== Exercise requirements ==
Copy every one of the rows below, keeping each line and character unchanged.

Object location annotation data
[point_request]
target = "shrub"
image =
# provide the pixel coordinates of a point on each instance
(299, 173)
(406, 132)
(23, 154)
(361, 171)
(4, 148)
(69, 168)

== Written answer ==
[point_request]
target = "shrub"
image =
# provide the pixel coordinates of a point on each instance
(299, 173)
(406, 132)
(23, 154)
(361, 171)
(4, 148)
(69, 168)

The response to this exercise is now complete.